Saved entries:

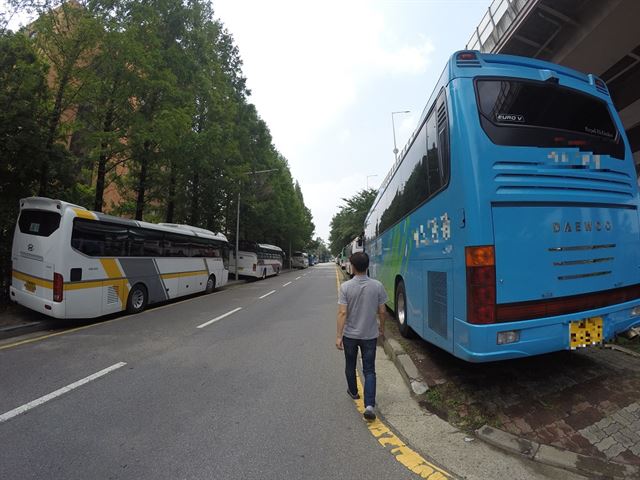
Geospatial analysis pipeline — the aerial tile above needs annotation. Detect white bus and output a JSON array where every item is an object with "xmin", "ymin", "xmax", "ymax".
[
  {"xmin": 229, "ymin": 241, "xmax": 283, "ymax": 279},
  {"xmin": 344, "ymin": 236, "xmax": 363, "ymax": 276},
  {"xmin": 10, "ymin": 197, "xmax": 230, "ymax": 319},
  {"xmin": 291, "ymin": 251, "xmax": 308, "ymax": 269}
]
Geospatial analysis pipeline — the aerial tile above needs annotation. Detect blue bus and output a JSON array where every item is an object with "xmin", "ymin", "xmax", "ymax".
[{"xmin": 365, "ymin": 51, "xmax": 640, "ymax": 362}]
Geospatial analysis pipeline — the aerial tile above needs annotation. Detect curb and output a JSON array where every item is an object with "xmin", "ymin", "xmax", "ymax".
[
  {"xmin": 475, "ymin": 425, "xmax": 639, "ymax": 479},
  {"xmin": 382, "ymin": 337, "xmax": 429, "ymax": 395},
  {"xmin": 379, "ymin": 315, "xmax": 640, "ymax": 479},
  {"xmin": 0, "ymin": 321, "xmax": 46, "ymax": 340}
]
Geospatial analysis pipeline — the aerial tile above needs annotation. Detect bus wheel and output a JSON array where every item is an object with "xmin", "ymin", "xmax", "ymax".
[
  {"xmin": 205, "ymin": 274, "xmax": 216, "ymax": 293},
  {"xmin": 127, "ymin": 284, "xmax": 148, "ymax": 314},
  {"xmin": 395, "ymin": 281, "xmax": 414, "ymax": 338}
]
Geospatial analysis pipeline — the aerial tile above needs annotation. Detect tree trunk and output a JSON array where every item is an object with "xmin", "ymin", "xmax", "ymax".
[
  {"xmin": 39, "ymin": 69, "xmax": 70, "ymax": 196},
  {"xmin": 94, "ymin": 105, "xmax": 115, "ymax": 212},
  {"xmin": 165, "ymin": 161, "xmax": 176, "ymax": 223},
  {"xmin": 190, "ymin": 172, "xmax": 200, "ymax": 225},
  {"xmin": 135, "ymin": 141, "xmax": 150, "ymax": 220}
]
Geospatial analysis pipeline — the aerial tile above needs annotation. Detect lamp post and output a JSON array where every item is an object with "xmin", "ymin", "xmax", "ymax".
[
  {"xmin": 235, "ymin": 168, "xmax": 278, "ymax": 280},
  {"xmin": 366, "ymin": 174, "xmax": 378, "ymax": 189},
  {"xmin": 391, "ymin": 110, "xmax": 410, "ymax": 160}
]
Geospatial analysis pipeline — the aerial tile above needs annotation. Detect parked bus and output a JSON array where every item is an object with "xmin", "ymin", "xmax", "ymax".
[
  {"xmin": 230, "ymin": 241, "xmax": 283, "ymax": 279},
  {"xmin": 10, "ymin": 197, "xmax": 229, "ymax": 319},
  {"xmin": 364, "ymin": 51, "xmax": 640, "ymax": 362},
  {"xmin": 344, "ymin": 236, "xmax": 364, "ymax": 276},
  {"xmin": 291, "ymin": 251, "xmax": 308, "ymax": 269}
]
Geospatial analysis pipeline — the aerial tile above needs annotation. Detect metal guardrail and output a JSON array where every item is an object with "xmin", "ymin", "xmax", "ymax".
[{"xmin": 465, "ymin": 0, "xmax": 537, "ymax": 53}]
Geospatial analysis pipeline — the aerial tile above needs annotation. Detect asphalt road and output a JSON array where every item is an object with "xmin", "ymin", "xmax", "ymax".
[{"xmin": 0, "ymin": 264, "xmax": 421, "ymax": 480}]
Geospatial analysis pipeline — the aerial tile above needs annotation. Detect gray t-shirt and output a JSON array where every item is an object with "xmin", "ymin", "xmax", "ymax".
[{"xmin": 338, "ymin": 275, "xmax": 388, "ymax": 340}]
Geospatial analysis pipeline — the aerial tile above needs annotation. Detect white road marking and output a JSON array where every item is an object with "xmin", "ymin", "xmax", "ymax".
[
  {"xmin": 295, "ymin": 276, "xmax": 301, "ymax": 280},
  {"xmin": 282, "ymin": 282, "xmax": 292, "ymax": 287},
  {"xmin": 259, "ymin": 290, "xmax": 276, "ymax": 299},
  {"xmin": 303, "ymin": 274, "xmax": 307, "ymax": 276},
  {"xmin": 197, "ymin": 307, "xmax": 243, "ymax": 329},
  {"xmin": 0, "ymin": 362, "xmax": 127, "ymax": 424}
]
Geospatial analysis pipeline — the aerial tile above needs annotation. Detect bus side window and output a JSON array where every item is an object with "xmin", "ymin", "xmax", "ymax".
[
  {"xmin": 71, "ymin": 219, "xmax": 126, "ymax": 257},
  {"xmin": 164, "ymin": 234, "xmax": 189, "ymax": 257},
  {"xmin": 129, "ymin": 228, "xmax": 163, "ymax": 257}
]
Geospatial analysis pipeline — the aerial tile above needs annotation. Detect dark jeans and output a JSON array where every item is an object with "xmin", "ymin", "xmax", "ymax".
[{"xmin": 343, "ymin": 336, "xmax": 377, "ymax": 408}]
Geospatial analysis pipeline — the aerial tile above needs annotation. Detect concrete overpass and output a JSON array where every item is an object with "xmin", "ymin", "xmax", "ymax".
[{"xmin": 466, "ymin": 0, "xmax": 640, "ymax": 169}]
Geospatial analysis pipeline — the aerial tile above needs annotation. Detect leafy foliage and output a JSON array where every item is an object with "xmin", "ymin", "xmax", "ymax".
[
  {"xmin": 0, "ymin": 0, "xmax": 315, "ymax": 304},
  {"xmin": 329, "ymin": 188, "xmax": 377, "ymax": 254}
]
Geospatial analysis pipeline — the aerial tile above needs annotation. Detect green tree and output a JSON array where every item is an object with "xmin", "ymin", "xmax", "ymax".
[
  {"xmin": 329, "ymin": 188, "xmax": 377, "ymax": 254},
  {"xmin": 0, "ymin": 30, "xmax": 50, "ymax": 300}
]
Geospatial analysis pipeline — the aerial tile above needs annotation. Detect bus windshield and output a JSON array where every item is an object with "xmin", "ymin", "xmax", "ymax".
[{"xmin": 475, "ymin": 78, "xmax": 624, "ymax": 158}]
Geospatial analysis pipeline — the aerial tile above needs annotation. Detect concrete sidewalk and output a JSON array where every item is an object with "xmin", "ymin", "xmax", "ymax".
[{"xmin": 374, "ymin": 345, "xmax": 587, "ymax": 480}]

YOUR TASK: Skip every image and output the remaining records exactly.

ANSWER SECTION:
Geospatial analysis pipeline — the aerial tile above needs annotation. Detect white bus and output a JSON array where every item is an object with "xmin", "ymin", "xmax", "ymax".
[
  {"xmin": 229, "ymin": 241, "xmax": 283, "ymax": 279},
  {"xmin": 344, "ymin": 236, "xmax": 363, "ymax": 276},
  {"xmin": 10, "ymin": 197, "xmax": 230, "ymax": 319},
  {"xmin": 291, "ymin": 251, "xmax": 308, "ymax": 269}
]
Geospatial analysis pipeline — the aerial tile above needs annotation. Detect blue bus and output a JSON array where every item is an object with "xmin", "ymin", "xmax", "ymax".
[{"xmin": 365, "ymin": 51, "xmax": 640, "ymax": 362}]
Geospatial analysis pipeline — the aerial tile above needs annotation. Detect curb and output a JSON array where every item is an object with "xmin", "ymin", "xmax", "ymax".
[
  {"xmin": 475, "ymin": 425, "xmax": 639, "ymax": 479},
  {"xmin": 382, "ymin": 337, "xmax": 429, "ymax": 395},
  {"xmin": 379, "ymin": 315, "xmax": 640, "ymax": 479},
  {"xmin": 0, "ymin": 321, "xmax": 46, "ymax": 340}
]
Geospatial analysis pipeline — the aerial tile above needs annotation. Detect bus wheel and output a JSON array where every item is an object with "xmin", "ymin", "xmax", "ymax".
[
  {"xmin": 205, "ymin": 274, "xmax": 216, "ymax": 293},
  {"xmin": 127, "ymin": 284, "xmax": 148, "ymax": 314},
  {"xmin": 395, "ymin": 281, "xmax": 414, "ymax": 338}
]
Geospatial analysis pipeline — the aerial tile above needs annotation. Detect tree trunk and output a JSON array where every item is an object with "xmin", "ymin", "xmax", "ymax".
[
  {"xmin": 39, "ymin": 69, "xmax": 70, "ymax": 196},
  {"xmin": 94, "ymin": 105, "xmax": 115, "ymax": 212},
  {"xmin": 165, "ymin": 161, "xmax": 176, "ymax": 223},
  {"xmin": 190, "ymin": 172, "xmax": 200, "ymax": 225},
  {"xmin": 135, "ymin": 141, "xmax": 150, "ymax": 220}
]
Geospatial analysis pipeline — the aerial tile above needs annotation. Detect lamp post and output a JSON array where every item is an object with "xmin", "ymin", "xmax", "ymax".
[
  {"xmin": 235, "ymin": 168, "xmax": 278, "ymax": 280},
  {"xmin": 366, "ymin": 174, "xmax": 378, "ymax": 189},
  {"xmin": 391, "ymin": 110, "xmax": 410, "ymax": 160}
]
Geospatial analysis pipeline — the aerial tile above needs annotation. Detect parked bus and output a JSON array where every item is an object with "xmin", "ymin", "xmax", "ymax".
[
  {"xmin": 230, "ymin": 241, "xmax": 283, "ymax": 279},
  {"xmin": 10, "ymin": 197, "xmax": 229, "ymax": 319},
  {"xmin": 364, "ymin": 51, "xmax": 640, "ymax": 362},
  {"xmin": 344, "ymin": 236, "xmax": 364, "ymax": 276},
  {"xmin": 291, "ymin": 251, "xmax": 308, "ymax": 269}
]
Geospatial analysis pipeline — the aerial tile above needs annotation. Detect metal guardrail and output a JSON array where every item is an object with "xmin", "ymin", "xmax", "ymax".
[{"xmin": 465, "ymin": 0, "xmax": 537, "ymax": 53}]
Geospatial analysis pipeline — the aerial tile above needs annotation. Detect asphalt road and output a JSON array where every item is an object with "xmin", "ymin", "xmax", "ymax".
[{"xmin": 0, "ymin": 264, "xmax": 421, "ymax": 480}]
Geospatial analysis pipeline — the aerial tile above needs annotation. Detect gray t-shirt and output a JSON array where every item is an object with "xmin", "ymin", "xmax", "ymax".
[{"xmin": 338, "ymin": 275, "xmax": 388, "ymax": 340}]
Geospatial analysis pipeline — the aerial tile above needs annotation. Detect white road marking and output a JSON array where every item is an object with "xmin", "ymin", "xmax", "ymax".
[
  {"xmin": 295, "ymin": 276, "xmax": 301, "ymax": 280},
  {"xmin": 282, "ymin": 282, "xmax": 292, "ymax": 287},
  {"xmin": 259, "ymin": 290, "xmax": 276, "ymax": 299},
  {"xmin": 303, "ymin": 274, "xmax": 307, "ymax": 276},
  {"xmin": 197, "ymin": 307, "xmax": 243, "ymax": 329},
  {"xmin": 0, "ymin": 362, "xmax": 127, "ymax": 424}
]
Geospatial analysis pipeline — the aerial tile above needs annotation. Detect bus side window and output a JSON array where every item is an object with "xmin", "ymin", "xmax", "ymax".
[
  {"xmin": 71, "ymin": 219, "xmax": 126, "ymax": 257},
  {"xmin": 164, "ymin": 234, "xmax": 189, "ymax": 257},
  {"xmin": 129, "ymin": 228, "xmax": 163, "ymax": 257}
]
Geospatial analysis pipeline — the aerial tile above needs annotation. Detect dark jeans and output a JSON array where every item is an object with "xmin", "ymin", "xmax", "ymax".
[{"xmin": 343, "ymin": 336, "xmax": 377, "ymax": 408}]
Geospatial analysis pipeline — the aerial tile above needs annotation. Detect concrete overpass and output a JSON array where every item is an object with "xmin", "ymin", "xmax", "ymax".
[{"xmin": 466, "ymin": 0, "xmax": 640, "ymax": 169}]
Geospatial analysis pipeline — the aerial tile above needs annotation. Detect leafy foliage and output a JSON array where every item is an object with "xmin", "ymin", "xmax", "ymax".
[
  {"xmin": 0, "ymin": 0, "xmax": 315, "ymax": 304},
  {"xmin": 329, "ymin": 188, "xmax": 377, "ymax": 254}
]
Geospatial analysis pipeline — the aerial tile above needs annotation. Detect green tree and output a JSON array where every item is an object with "xmin", "ymin", "xmax", "ymax".
[
  {"xmin": 329, "ymin": 188, "xmax": 377, "ymax": 254},
  {"xmin": 0, "ymin": 30, "xmax": 50, "ymax": 300}
]
Geospatial analysis pipeline — the aerial tile above needs annotation. Detect bus windshield and output a JSON array where every item is an object with "xmin", "ymin", "xmax", "ymax".
[{"xmin": 475, "ymin": 78, "xmax": 624, "ymax": 158}]
Geospatial analysis pipeline — the aerial tile above needs annotation. Detect concrete sidewalk and output a JSON array where every item is an object with "xmin", "ymin", "xmax", "ymax".
[{"xmin": 374, "ymin": 345, "xmax": 587, "ymax": 480}]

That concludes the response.